Что требуется: Пожалуйста, выпишите из данных ниже все строки, в которых встречается слово «table».

Исходные данные:
══════════════════════════════

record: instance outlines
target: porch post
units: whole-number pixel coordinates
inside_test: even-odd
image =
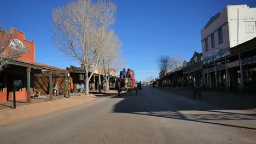
[[[203,84],[205,85],[205,87],[206,87],[206,79],[205,79],[205,73],[203,72],[203,67],[202,67],[202,78],[203,78]]]
[[[226,90],[228,91],[230,91],[230,78],[229,76],[229,71],[228,69],[228,65],[227,65],[227,60],[226,58],[225,58],[225,64],[226,66]]]
[[[95,91],[95,75],[94,75],[94,91]]]
[[[241,91],[242,93],[245,92],[245,80],[243,75],[243,65],[242,65],[242,59],[241,58],[241,54],[239,53],[239,65],[240,66],[240,75],[241,75]]]
[[[208,64],[206,63],[206,79],[207,79],[207,87],[209,87],[209,75],[208,75]]]
[[[216,70],[216,62],[214,62],[214,69],[215,69],[215,86],[216,90],[218,90],[218,77]]]
[[[50,71],[49,72],[49,99],[53,99],[53,89],[52,89],[52,87],[53,87],[53,84],[52,84],[53,77],[52,77],[52,75],[53,75],[53,71]]]
[[[31,97],[30,96],[31,92],[30,92],[30,71],[31,68],[30,67],[27,68],[27,103],[31,103]]]
[[[67,74],[66,74],[65,75],[65,94],[64,94],[64,97],[67,97],[67,92],[68,92],[68,89],[67,89],[67,82],[69,82],[69,81],[68,81],[68,80],[67,80]]]

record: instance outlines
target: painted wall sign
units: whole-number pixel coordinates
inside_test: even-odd
[[[210,52],[208,54],[207,56],[208,56],[208,57],[211,57],[211,56],[213,56],[213,55],[215,55],[217,54],[218,52],[219,52],[221,50],[222,50],[222,49],[219,49],[219,49],[215,49],[215,50],[212,51],[211,52]]]
[[[27,46],[24,45],[19,39],[11,40],[9,46],[14,50],[21,50],[27,51]]]

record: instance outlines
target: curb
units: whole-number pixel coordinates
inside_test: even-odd
[[[113,95],[112,95],[110,96],[109,96],[109,97],[97,97],[97,96],[95,96],[95,95],[93,95],[93,96],[91,96],[92,97],[94,97],[94,98],[113,98],[114,97],[116,97],[118,95],[118,94],[113,94]]]
[[[16,107],[20,107],[20,106],[25,106],[25,105],[29,105],[37,104],[37,103],[48,102],[48,101],[53,101],[53,100],[58,100],[58,99],[64,99],[64,98],[65,98],[65,97],[63,97],[62,98],[59,98],[59,99],[49,99],[49,100],[48,100],[46,101],[43,101],[34,102],[34,103],[26,103],[25,104],[24,104],[24,105],[16,105]],[[0,111],[2,110],[9,109],[14,109],[13,107],[13,105],[12,106],[11,106],[11,107],[7,106],[6,107],[0,108]]]

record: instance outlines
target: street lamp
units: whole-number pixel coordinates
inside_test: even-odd
[[[70,73],[68,72],[67,73],[68,75],[68,98],[70,98]]]

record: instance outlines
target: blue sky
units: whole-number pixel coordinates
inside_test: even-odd
[[[13,0],[1,2],[0,26],[13,27],[34,40],[36,61],[65,68],[78,66],[53,45],[51,10],[68,0]],[[201,52],[200,31],[211,16],[227,5],[247,4],[255,0],[113,0],[117,5],[113,27],[123,43],[126,69],[135,71],[136,80],[158,76],[156,59],[168,55],[189,61]],[[8,30],[9,31],[9,30]]]

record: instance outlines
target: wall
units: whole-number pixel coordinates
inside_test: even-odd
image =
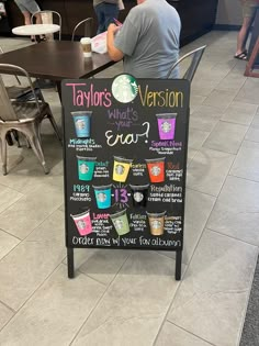
[[[241,22],[240,0],[218,0],[216,25],[240,25]]]

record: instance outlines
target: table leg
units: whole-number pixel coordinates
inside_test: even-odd
[[[61,99],[61,80],[56,80],[56,87],[57,87],[57,92],[58,92],[58,96],[59,96],[59,100],[61,102],[63,101],[63,99]]]

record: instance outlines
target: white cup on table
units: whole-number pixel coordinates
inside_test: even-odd
[[[92,56],[91,38],[90,37],[82,37],[80,40],[80,43],[82,45],[83,56],[85,57],[91,57]]]

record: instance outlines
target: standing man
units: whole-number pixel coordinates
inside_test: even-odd
[[[258,0],[241,0],[243,24],[237,36],[237,52],[234,55],[236,59],[247,60],[246,43],[250,26],[256,15],[258,4],[259,4]]]
[[[108,53],[138,78],[166,78],[179,57],[181,22],[166,0],[137,0],[124,24],[108,29]],[[178,69],[172,78],[178,77]]]
[[[98,32],[101,34],[119,15],[119,0],[93,0],[93,9],[98,18]]]

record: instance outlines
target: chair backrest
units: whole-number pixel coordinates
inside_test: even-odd
[[[3,48],[0,46],[0,54],[3,54],[3,53],[4,53],[4,51],[3,51]],[[21,80],[18,78],[18,76],[15,75],[14,77],[15,77],[18,83],[21,86]]]
[[[202,55],[204,53],[206,48],[206,45],[205,46],[202,46],[200,48],[196,48],[192,52],[189,52],[188,54],[183,55],[179,60],[177,60],[172,67],[169,69],[169,72],[167,74],[167,77],[166,78],[170,78],[171,76],[171,72],[174,68],[177,68],[177,66],[184,59],[187,59],[188,57],[192,57],[191,59],[191,64],[190,66],[188,67],[185,74],[183,75],[182,79],[188,79],[190,82],[192,81],[194,75],[195,75],[195,71],[198,69],[198,66],[201,62],[201,58],[202,58]]]
[[[85,37],[91,37],[92,36],[92,23],[93,23],[93,18],[87,18],[83,21],[79,22],[74,27],[71,41],[75,41],[76,32],[81,25],[83,25],[83,35],[85,35]]]
[[[57,11],[50,11],[50,10],[43,10],[43,11],[38,11],[32,14],[31,16],[31,23],[33,24],[35,21],[35,16],[36,14],[41,14],[43,22],[45,22],[44,16],[46,15],[46,24],[57,24],[59,25],[59,35],[58,35],[58,40],[61,41],[61,26],[63,26],[63,20],[61,20],[61,15],[60,13],[58,13]]]
[[[13,72],[13,74],[19,72],[19,75],[23,75],[24,77],[27,78],[31,92],[33,93],[33,97],[34,97],[33,101],[36,103],[37,110],[40,112],[41,111],[40,103],[35,94],[31,77],[29,76],[27,71],[20,66],[10,65],[10,64],[0,64],[0,68],[2,70],[7,70],[8,72]],[[0,111],[1,121],[18,121],[18,116],[12,107],[12,102],[9,99],[1,75],[0,75],[0,110],[1,110]]]

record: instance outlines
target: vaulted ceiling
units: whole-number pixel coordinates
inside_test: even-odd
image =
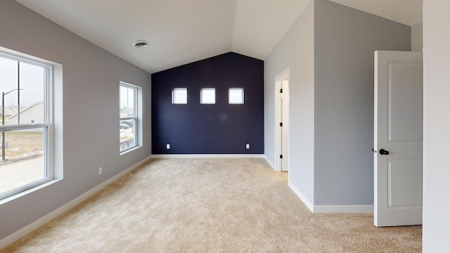
[[[233,51],[264,60],[310,0],[15,0],[150,73]],[[422,0],[331,0],[407,25]],[[136,40],[149,46],[136,48]]]

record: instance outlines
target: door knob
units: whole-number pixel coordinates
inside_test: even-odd
[[[384,149],[380,149],[380,151],[378,152],[380,153],[380,155],[389,155],[389,151],[387,150],[385,150]]]

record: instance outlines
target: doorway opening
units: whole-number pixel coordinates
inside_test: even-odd
[[[289,171],[289,68],[275,77],[275,169]]]

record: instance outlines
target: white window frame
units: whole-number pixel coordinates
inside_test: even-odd
[[[39,61],[35,59],[31,59],[30,58],[20,56],[18,54],[7,53],[0,50],[0,57],[8,58],[13,60],[16,60],[20,65],[20,63],[31,64],[39,67],[42,67],[44,69],[44,122],[39,124],[20,124],[20,110],[18,110],[18,124],[14,125],[1,125],[0,124],[0,133],[9,131],[18,131],[18,130],[27,130],[30,129],[41,128],[43,131],[42,135],[42,145],[44,148],[44,169],[45,173],[45,177],[44,179],[37,180],[31,183],[28,183],[23,186],[18,187],[11,190],[7,191],[4,193],[0,193],[0,200],[4,200],[6,197],[13,196],[18,193],[22,193],[29,189],[35,188],[45,183],[47,183],[53,179],[54,169],[53,164],[53,65],[46,63],[43,61]],[[20,89],[20,84],[18,84],[18,89]],[[18,93],[18,97],[20,98],[20,92]],[[1,124],[1,123],[0,123]]]
[[[212,91],[214,92],[214,100],[213,101],[207,101],[205,100],[205,96],[203,94],[204,93]],[[214,105],[216,103],[216,89],[215,88],[202,88],[200,91],[200,103],[202,105]]]
[[[179,92],[184,91],[184,97],[181,99],[179,98],[179,96],[181,95]],[[188,103],[188,89],[187,88],[174,88],[172,90],[172,103],[174,105],[186,105]]]
[[[136,148],[140,147],[141,144],[140,144],[140,138],[139,138],[139,133],[141,131],[141,128],[140,128],[140,121],[139,121],[139,114],[140,114],[140,102],[139,102],[139,98],[140,98],[140,96],[139,96],[139,93],[140,93],[140,89],[141,87],[137,86],[136,85],[133,85],[133,84],[127,84],[124,82],[119,82],[119,87],[125,87],[125,88],[128,88],[128,89],[131,89],[134,90],[134,116],[133,117],[120,117],[120,113],[119,113],[119,122],[120,122],[122,120],[129,120],[129,119],[132,119],[134,120],[134,126],[132,126],[134,128],[134,143],[131,146],[128,146],[126,148],[122,149],[120,146],[119,147],[119,150],[120,150],[120,155],[124,154],[125,153],[127,153],[131,150],[134,150]],[[119,102],[120,103],[120,96],[119,96]],[[119,143],[120,144],[120,141],[119,141]]]
[[[231,93],[232,92],[240,92],[240,101],[236,102],[231,100]],[[243,88],[230,88],[228,91],[228,103],[230,105],[242,105],[244,103],[244,89]]]

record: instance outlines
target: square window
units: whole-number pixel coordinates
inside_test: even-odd
[[[200,91],[200,103],[215,104],[216,89],[214,88],[203,88]]]
[[[174,88],[172,90],[172,104],[187,104],[188,103],[188,89]]]
[[[230,104],[243,104],[244,89],[242,88],[230,88],[228,93],[228,103]]]

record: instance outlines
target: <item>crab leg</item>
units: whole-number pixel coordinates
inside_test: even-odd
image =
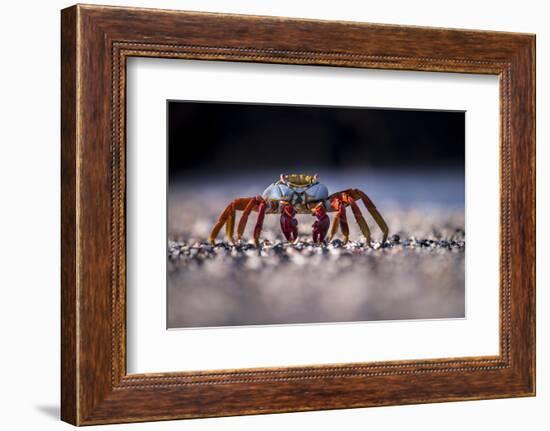
[[[218,218],[218,221],[212,228],[210,232],[210,243],[214,244],[216,242],[216,237],[220,232],[224,224],[226,224],[226,234],[233,241],[233,231],[235,228],[235,212],[236,210],[243,210],[250,200],[254,198],[238,198],[233,200],[227,207],[223,210]]]
[[[370,247],[369,226],[367,225],[367,222],[365,221],[363,214],[361,214],[361,210],[355,203],[355,199],[353,199],[351,196],[348,196],[348,202],[349,202],[349,206],[351,207],[351,210],[353,211],[353,215],[355,216],[355,220],[357,220],[357,224],[359,225],[359,228],[361,228],[361,232],[363,233],[363,236],[367,240],[367,244]]]
[[[254,209],[254,205],[257,204],[257,198],[250,199],[246,204],[246,207],[241,215],[239,220],[239,226],[237,226],[237,240],[240,240],[243,236],[244,229],[246,228],[246,223],[248,222],[248,216]]]
[[[232,204],[232,203],[231,203]],[[218,221],[212,228],[212,232],[210,232],[210,243],[214,244],[216,242],[216,237],[218,236],[218,233],[220,232],[220,229],[225,224],[227,218],[229,217],[229,214],[231,213],[231,204],[223,210],[223,212],[220,214],[220,217],[218,218]]]
[[[349,240],[349,226],[348,218],[346,216],[346,206],[344,202],[338,199],[338,218],[340,220],[340,229],[342,230],[342,235],[344,236],[343,244],[347,244]]]
[[[265,202],[261,202],[260,205],[258,205],[258,219],[256,220],[256,226],[254,227],[254,244],[256,244],[256,246],[260,244],[259,239],[260,234],[262,233],[262,226],[264,224],[265,209]]]
[[[353,191],[359,197],[359,199],[363,201],[363,204],[371,214],[372,218],[376,221],[376,223],[378,223],[378,226],[380,226],[380,229],[384,233],[384,237],[382,238],[382,243],[386,242],[386,239],[388,238],[389,229],[388,229],[388,225],[386,224],[386,222],[378,212],[378,209],[374,206],[374,203],[363,191],[359,189],[354,189]]]
[[[330,228],[330,234],[328,236],[328,240],[332,241],[332,238],[334,238],[334,235],[338,232],[338,226],[340,225],[340,214],[336,213],[334,218],[332,219],[332,227]]]
[[[229,216],[225,222],[225,235],[229,238],[231,243],[235,243],[233,238],[233,232],[235,230],[235,202],[230,204],[231,210],[229,211]]]
[[[294,218],[296,210],[288,203],[283,204],[281,211],[281,230],[287,241],[294,242],[298,238],[298,221]]]

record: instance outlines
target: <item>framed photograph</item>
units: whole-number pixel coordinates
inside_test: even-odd
[[[62,419],[535,394],[535,36],[61,14]]]

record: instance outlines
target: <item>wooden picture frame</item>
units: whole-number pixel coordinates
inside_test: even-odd
[[[90,425],[535,394],[534,35],[82,5],[64,9],[61,17],[64,421]],[[498,75],[500,354],[127,374],[130,56]]]

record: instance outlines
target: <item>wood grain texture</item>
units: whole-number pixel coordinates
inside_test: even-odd
[[[127,375],[129,56],[499,75],[499,355]],[[102,6],[62,11],[63,420],[84,425],[534,395],[534,64],[535,38],[525,34]]]

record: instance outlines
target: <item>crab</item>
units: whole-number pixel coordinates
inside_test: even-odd
[[[327,213],[335,212],[328,240],[332,240],[338,232],[338,227],[340,227],[343,243],[346,244],[349,240],[346,208],[349,206],[367,244],[371,246],[370,229],[359,209],[358,201],[363,202],[382,230],[382,243],[384,243],[388,237],[388,225],[371,199],[359,189],[347,189],[329,195],[327,187],[319,182],[319,175],[317,174],[281,174],[279,180],[267,187],[261,195],[233,200],[220,214],[210,233],[210,242],[215,244],[220,229],[225,225],[226,236],[232,243],[235,243],[234,231],[237,211],[242,211],[237,226],[237,241],[241,241],[250,213],[255,211],[258,213],[256,226],[254,227],[254,243],[256,246],[259,245],[266,214],[280,214],[281,230],[289,242],[296,242],[298,239],[296,214],[311,214],[316,218],[312,226],[313,242],[318,244],[325,241],[330,227],[330,219]]]

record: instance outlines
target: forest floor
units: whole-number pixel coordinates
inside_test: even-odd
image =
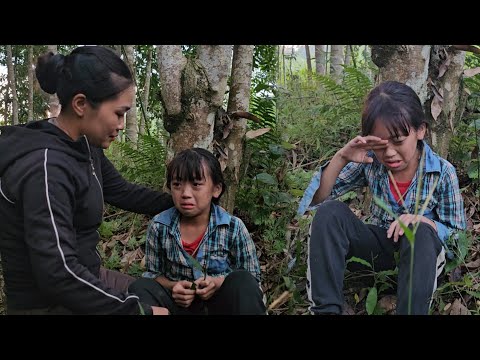
[[[468,187],[463,196],[470,240],[465,248],[464,260],[441,277],[432,303],[432,314],[480,312],[480,199]],[[352,201],[350,208],[362,218],[363,210],[358,201]],[[102,225],[100,233],[104,240],[99,244],[104,266],[141,276],[144,269],[142,239],[149,218],[110,209],[105,220],[108,226]],[[257,246],[269,314],[308,315],[305,288],[308,226],[292,221],[288,225],[285,246],[278,249],[275,244],[262,239],[261,229],[251,229],[248,222],[246,224]],[[372,292],[373,287],[376,290]],[[394,314],[395,274],[347,272],[344,295],[344,314]],[[4,282],[0,267],[0,315],[4,313]]]

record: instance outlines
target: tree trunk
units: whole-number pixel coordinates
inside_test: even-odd
[[[34,63],[33,63],[33,45],[28,46],[28,121],[33,120],[33,79],[34,79]]]
[[[13,124],[18,124],[18,97],[17,97],[17,86],[15,84],[15,69],[13,67],[12,60],[12,45],[7,45],[7,78],[8,86],[10,87],[12,93],[12,118]]]
[[[253,45],[235,45],[233,48],[231,87],[227,107],[228,114],[249,110],[253,50]],[[240,182],[240,167],[243,160],[245,133],[247,130],[246,119],[239,118],[231,121],[233,126],[230,125],[232,128],[226,138],[227,159],[224,171],[227,190],[221,199],[222,206],[229,212],[233,212],[235,206],[235,196]]]
[[[325,45],[315,45],[315,70],[319,75],[325,75]]]
[[[213,150],[215,116],[227,87],[231,45],[200,45],[186,59],[179,45],[158,46],[164,127],[170,133],[167,161],[184,149]]]
[[[145,70],[145,84],[143,86],[143,111],[142,116],[140,117],[140,134],[145,134],[145,126],[147,123],[146,116],[148,114],[148,97],[150,96],[150,80],[152,78],[152,47],[148,48],[147,54],[147,68]]]
[[[310,45],[305,45],[305,57],[307,58],[307,76],[312,78],[312,57],[310,55]]]
[[[135,49],[134,45],[125,45],[125,62],[127,63],[132,76],[135,79]],[[125,135],[128,141],[136,144],[138,141],[138,125],[137,125],[137,87],[135,86],[135,96],[133,97],[132,108],[128,111],[125,124]]]
[[[48,45],[48,51],[52,53],[57,53],[57,45]],[[58,101],[57,94],[48,95],[48,111],[50,112],[50,117],[57,117],[60,114],[60,101]]]
[[[352,62],[352,45],[345,46],[345,66],[350,66]]]
[[[332,52],[330,54],[330,76],[337,83],[342,79],[344,51],[345,45],[332,45]]]
[[[415,90],[430,120],[430,143],[446,158],[463,113],[459,104],[465,53],[446,45],[374,45],[372,60],[380,70],[377,83],[396,80]]]
[[[425,103],[431,125],[430,143],[439,155],[446,158],[455,127],[465,110],[463,98],[466,100],[466,94],[462,88],[465,52],[433,45],[430,64],[431,97]]]

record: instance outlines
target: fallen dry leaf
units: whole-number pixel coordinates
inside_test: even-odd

══════════════════════════════

Решение задачи:
target: table leg
target: white cup on table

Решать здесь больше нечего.